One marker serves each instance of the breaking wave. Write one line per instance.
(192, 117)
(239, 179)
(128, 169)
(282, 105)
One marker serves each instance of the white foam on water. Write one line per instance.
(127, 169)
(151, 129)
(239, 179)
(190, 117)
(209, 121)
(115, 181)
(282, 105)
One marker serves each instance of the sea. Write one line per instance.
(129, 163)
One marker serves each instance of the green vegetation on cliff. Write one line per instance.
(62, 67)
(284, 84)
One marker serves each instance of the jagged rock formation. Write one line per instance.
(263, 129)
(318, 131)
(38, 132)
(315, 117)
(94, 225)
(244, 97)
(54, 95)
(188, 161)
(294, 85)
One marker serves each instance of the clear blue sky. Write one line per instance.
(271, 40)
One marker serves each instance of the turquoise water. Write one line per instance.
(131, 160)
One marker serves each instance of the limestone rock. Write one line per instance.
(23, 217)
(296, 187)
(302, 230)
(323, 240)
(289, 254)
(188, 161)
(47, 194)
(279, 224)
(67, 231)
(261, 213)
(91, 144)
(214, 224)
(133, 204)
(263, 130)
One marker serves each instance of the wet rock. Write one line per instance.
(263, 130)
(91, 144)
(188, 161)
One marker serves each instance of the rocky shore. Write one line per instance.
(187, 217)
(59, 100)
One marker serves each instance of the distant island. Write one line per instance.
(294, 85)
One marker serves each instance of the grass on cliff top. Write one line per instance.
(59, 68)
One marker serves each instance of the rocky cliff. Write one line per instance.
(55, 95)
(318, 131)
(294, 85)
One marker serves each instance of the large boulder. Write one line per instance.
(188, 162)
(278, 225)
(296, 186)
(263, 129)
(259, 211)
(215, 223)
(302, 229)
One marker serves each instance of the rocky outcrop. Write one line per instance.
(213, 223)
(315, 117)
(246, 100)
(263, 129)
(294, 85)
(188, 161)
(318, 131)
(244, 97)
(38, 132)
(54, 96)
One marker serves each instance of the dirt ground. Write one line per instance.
________________________________________
# [TASK STATEMENT]
Update all the entries above by replacing "marker" with "point" wherever it occurs, keeping every other word and line unchanged.

# [FINISHED TASK]
One point serves each instance of the breaking wave. Write one line per instance.
(192, 117)
(239, 179)
(128, 169)
(282, 105)
One point serves each instance of the white foam on water. Write one line per instance.
(127, 169)
(151, 129)
(239, 179)
(190, 117)
(209, 121)
(115, 181)
(282, 105)
One point serves each instance of the sea. Write one line per instance.
(129, 163)
One point serves each instance of the green vegetation on cliff. Write one line per instance.
(62, 67)
(284, 84)
One point serves each instance of the jagged rock formation. Write one line per instance.
(263, 129)
(318, 131)
(38, 132)
(315, 117)
(94, 225)
(244, 97)
(54, 95)
(188, 161)
(294, 85)
One point serves each instance of the clear blue sky. Write one line per instance.
(271, 40)
One point serves each instance of the turquoise water. Write one line per instance.
(131, 160)
One point serves each instance of the limestone rock. Write one line per instance.
(23, 217)
(296, 187)
(302, 230)
(323, 240)
(289, 254)
(188, 161)
(47, 194)
(279, 224)
(67, 231)
(261, 213)
(91, 144)
(214, 224)
(133, 204)
(263, 130)
One point serves each instance of the wet rock. Write one line per instance.
(263, 130)
(91, 144)
(188, 161)
One point serves each instance of the rocky shore. Write one line per instance.
(187, 217)
(59, 100)
One point serves each instance of the distant island. Write one line per instance.
(294, 85)
One point serves each instance of the grass on cliff top. Write one line per instance.
(59, 68)
One point serves each instance of the rocky cliff. Write one line per instance.
(55, 95)
(318, 131)
(294, 85)
One point serves each instance of the large boulder. Write one line per instance.
(188, 162)
(278, 225)
(296, 186)
(263, 129)
(259, 211)
(215, 223)
(302, 229)
One point serves each instance of the rocky outcrop. Write one line per instance.
(213, 223)
(315, 117)
(246, 100)
(263, 129)
(294, 85)
(188, 161)
(318, 131)
(244, 97)
(38, 132)
(54, 96)
One point serves each instance of the dirt ground. Write one line per instance.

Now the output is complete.